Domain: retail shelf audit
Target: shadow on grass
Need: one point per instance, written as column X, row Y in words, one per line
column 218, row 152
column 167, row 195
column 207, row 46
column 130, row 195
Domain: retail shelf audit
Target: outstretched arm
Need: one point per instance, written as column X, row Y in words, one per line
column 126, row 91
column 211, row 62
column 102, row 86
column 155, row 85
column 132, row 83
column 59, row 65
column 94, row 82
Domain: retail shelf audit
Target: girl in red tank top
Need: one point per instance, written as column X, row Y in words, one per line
■ ■ ■ ■ ■ ■ ■
Can you retype every line of the records above exactly as it stands?

Domain: retail shelf audit
Target: shadow on grass
Need: one point per instance, written as column X, row Y in words, one per line
column 218, row 152
column 167, row 195
column 207, row 46
column 130, row 195
Domain: retail shelf audit
Target: outstretched arm
Need: one point per instance, written as column X, row Y in words, one per line
column 126, row 91
column 211, row 62
column 102, row 86
column 155, row 85
column 132, row 83
column 59, row 65
column 94, row 82
Domain: retail shelf audit
Target: girl in red tank top
Need: one point per instance, written as column X, row Y in words, one per line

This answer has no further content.